By Crystal McGough
For the Tribune
TRUSSVILLE — From volunteering at The Red Barn and Ronald McDonald House to local churches and nursing homes, Faith Community Christian School’s home school students have been busy during the past year serving their community and making a difference.
While many of FCCS’s Kindergarten to 12th grade students participate in monthly community service days and other volunteer opportunities, six students logged their hours during the 2017-2018 school year with The President’s Volunteer Service Award (PVSA), a national awards program that, according to presidentialserviceawards.gov, “encourage(s) citizens to live a life of service through presidential gratitude and national recognition.”
“Several of our children with Faith Community Christian School have really set the bar high this year with service and volunteering,” FCCS mom Myndall Delcamp said. “The FCCS students have spent hundreds of hours on acts of service this academic school year. We are so proud of our children and wanted to share some good news about what is up and coming for the Birmingham area.”
Based out of Faith Community Fellowship, a Trussville church, FCCS has participated in the PVSA program for the past three years. Other organizations their students volunteer with include Backpack Buddies, Dunlooken Farm, Operation Christmas Child shoeboxes, King’s Way and Bridge Builders.
“We plan group activities monthly for our students to join, but we really encourage them to choose where their hearts lead them to serve the Jefferson County community,” Delcamp said. “We have several volunteers each month with group activities, but only those families that participate in the PVSA program have tracked hours.”
The students who tracked their hours this year were second and fourth graders Avery and Britton Ammerman, with seven hours each; eighth-graders Caelan and Cortlin South, with 77 hours each; 10th grader Jacob Jordan, 252.5 hours; and Senior Timothy Jordan, 322.5 hours.

### Action item A
According to the school volunteering article, for how many years has Faith Community Christian School participated in the PVSA program?
### Action item B
Please continue the school volunteering article from the point where it stops.
The rows that follow play no part in this work.

### Data supplied

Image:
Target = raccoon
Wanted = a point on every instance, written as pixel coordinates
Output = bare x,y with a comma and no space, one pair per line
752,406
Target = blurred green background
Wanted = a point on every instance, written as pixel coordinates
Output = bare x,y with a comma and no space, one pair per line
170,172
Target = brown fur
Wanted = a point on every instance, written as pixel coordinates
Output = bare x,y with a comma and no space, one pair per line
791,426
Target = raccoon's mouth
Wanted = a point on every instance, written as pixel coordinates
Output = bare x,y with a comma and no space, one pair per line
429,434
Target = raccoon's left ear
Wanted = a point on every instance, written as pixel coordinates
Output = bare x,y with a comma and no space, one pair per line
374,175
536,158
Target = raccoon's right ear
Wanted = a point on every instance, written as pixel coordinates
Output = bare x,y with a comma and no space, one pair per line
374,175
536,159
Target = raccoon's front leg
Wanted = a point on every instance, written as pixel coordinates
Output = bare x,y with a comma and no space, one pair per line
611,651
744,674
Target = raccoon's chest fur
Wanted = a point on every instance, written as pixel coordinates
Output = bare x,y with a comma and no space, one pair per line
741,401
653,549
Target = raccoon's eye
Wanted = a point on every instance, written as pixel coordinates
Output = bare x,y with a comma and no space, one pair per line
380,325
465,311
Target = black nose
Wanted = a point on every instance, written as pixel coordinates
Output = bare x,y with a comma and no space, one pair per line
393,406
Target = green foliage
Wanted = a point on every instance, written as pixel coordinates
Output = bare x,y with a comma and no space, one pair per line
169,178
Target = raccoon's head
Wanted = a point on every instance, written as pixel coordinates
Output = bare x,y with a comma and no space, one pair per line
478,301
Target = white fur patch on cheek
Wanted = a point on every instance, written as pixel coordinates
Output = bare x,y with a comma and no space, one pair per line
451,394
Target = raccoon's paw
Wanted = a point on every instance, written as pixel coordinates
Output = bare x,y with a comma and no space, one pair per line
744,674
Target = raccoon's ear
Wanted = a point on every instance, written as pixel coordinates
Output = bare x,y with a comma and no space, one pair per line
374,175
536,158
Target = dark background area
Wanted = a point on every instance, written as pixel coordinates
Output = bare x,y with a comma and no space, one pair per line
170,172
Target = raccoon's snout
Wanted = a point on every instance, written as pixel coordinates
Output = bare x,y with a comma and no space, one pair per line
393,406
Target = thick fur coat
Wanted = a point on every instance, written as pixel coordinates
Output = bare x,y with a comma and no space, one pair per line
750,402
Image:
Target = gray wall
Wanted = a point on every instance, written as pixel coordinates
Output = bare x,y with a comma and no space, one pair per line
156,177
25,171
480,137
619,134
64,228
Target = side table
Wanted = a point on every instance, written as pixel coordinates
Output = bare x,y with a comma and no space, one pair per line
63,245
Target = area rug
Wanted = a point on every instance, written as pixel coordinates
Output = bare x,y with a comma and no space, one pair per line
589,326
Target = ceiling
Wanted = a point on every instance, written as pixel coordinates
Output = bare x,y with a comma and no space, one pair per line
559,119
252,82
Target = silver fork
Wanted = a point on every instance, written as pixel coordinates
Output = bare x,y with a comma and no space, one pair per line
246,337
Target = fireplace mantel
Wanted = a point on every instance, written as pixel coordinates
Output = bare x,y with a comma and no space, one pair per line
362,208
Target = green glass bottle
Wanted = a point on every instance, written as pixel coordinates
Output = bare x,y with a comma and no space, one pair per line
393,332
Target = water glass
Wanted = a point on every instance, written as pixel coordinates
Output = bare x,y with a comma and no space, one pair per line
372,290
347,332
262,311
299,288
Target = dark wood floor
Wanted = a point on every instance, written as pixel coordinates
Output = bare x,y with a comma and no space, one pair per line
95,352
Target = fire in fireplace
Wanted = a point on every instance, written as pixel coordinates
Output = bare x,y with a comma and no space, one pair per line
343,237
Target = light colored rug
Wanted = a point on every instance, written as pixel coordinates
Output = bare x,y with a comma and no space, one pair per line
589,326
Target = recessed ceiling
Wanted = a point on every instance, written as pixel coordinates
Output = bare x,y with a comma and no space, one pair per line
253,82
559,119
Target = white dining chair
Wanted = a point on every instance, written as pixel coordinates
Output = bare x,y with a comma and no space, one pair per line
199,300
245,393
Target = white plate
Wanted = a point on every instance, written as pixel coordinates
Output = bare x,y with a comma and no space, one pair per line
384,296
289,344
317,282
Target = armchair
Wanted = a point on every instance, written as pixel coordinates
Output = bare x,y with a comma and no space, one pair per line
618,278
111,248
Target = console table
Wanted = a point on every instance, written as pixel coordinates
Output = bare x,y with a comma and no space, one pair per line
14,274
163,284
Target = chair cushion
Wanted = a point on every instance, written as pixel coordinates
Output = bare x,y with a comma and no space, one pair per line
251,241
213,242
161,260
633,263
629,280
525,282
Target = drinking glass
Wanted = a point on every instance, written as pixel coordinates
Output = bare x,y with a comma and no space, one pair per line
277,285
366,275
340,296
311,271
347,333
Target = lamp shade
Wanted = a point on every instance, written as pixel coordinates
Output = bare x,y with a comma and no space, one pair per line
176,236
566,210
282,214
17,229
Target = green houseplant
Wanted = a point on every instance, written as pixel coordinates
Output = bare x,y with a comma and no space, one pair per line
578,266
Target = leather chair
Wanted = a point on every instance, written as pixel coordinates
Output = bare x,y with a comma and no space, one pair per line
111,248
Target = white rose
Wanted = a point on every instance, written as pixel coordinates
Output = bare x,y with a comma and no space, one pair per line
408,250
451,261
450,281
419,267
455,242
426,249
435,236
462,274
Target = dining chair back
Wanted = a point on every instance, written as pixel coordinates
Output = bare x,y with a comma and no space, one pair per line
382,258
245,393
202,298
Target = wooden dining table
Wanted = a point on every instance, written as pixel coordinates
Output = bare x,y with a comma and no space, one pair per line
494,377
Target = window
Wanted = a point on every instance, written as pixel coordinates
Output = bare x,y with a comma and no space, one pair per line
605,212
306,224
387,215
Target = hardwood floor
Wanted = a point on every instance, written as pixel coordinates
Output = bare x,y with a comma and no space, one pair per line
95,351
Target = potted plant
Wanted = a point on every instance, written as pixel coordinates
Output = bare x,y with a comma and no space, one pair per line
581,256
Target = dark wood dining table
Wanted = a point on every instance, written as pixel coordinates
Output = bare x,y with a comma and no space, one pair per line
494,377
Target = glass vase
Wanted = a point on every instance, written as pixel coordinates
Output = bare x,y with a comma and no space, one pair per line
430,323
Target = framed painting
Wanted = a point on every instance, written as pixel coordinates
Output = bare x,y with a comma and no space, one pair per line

### Exercise result A
For the past three years.

### Exercise result B
Caelan, Cortlin, Jacob and Timothy all logged enough hours to receive the PVSA award this year.
“I would really like to single out Timothy and Jacob Jordan,” Delcamp said. “They have over 1,200 hours combined for the three years they have been doing PVSA. It is really special.”
In the last three years, Timothy has logged a total of 784.25 service hours and Jacob has logged 544.75 service hours, mostly volunteering at their church, Faith Community Fellowship.
“They volunteer at the church a lot,” Melissa Jordan, the boys’ mother and FCCS Administrator said. “They were already volunteering, so we decided to go ahead and start logging their hours with the Presidential Volunteer Service Award.”
Both young men serve on the production team at church, which includes lighting, sounds, video and screens. They volunteer during Sunday morning services, as well as on Wednesday nights for their youth group, Reckless (formerly Infuse).
“I work the slides on the screens and I also train new volunteers,” Timothy said. “I’ve been serving as the media director for my youth group for several years now, so that’s mostly what I’ve been doing this last year. Getting that wrapped up and training some new volunteers to replace me when I go off to college.”
Timothy will be moving to Jacksonville and attending Jacksonville State University in the fall. Jacob, who will be a junior with FCCS in the fall, plans to continue serving at his church as an audio engineer, lighting technician and camera operator.
The brothers have also logged service hours this past year with their Boy Scouts troop, Troop 845 out of Argo, and The Red Barn, a non-profit organization in Leeds that ministers to children and adults with special needs through horse therapy.
At The Red Barn, they serve alongside other FCCS teens cleaning up around the facility and doing odd jobs that need to be done.
“A lot of the horses have been trained in (special needs therapy),” Jacob said of The Red Barn. “Some of the kids are too shy to, but a lot of the times they’ll work up the courage to actually ride the horses. They’ll ride them around the property and learn how to take care of horses. It helps overall with learning and responsibility for kids with special needs.”
Timothy, Jacob, Caelan and Cortlin received their letters of recognition this week from President Donald J. Trump, along with their choice of coin, medallion or pin. The South’s received the Silver award for their hours, while the Jordan’s received the Gold. The award basis is determined by age group and hours logged.
Timothy and Jacob agreed that the award and recognition is not what is most important. Serving their community with passion is what really matters.
“Serve somewhere you enjoy,” Timothy said. “Don’t do it just for volunteer hours.”
Jacob added, “I would have to say that if you’re only getting the service hours to complete the program, you’re doing it wrong.”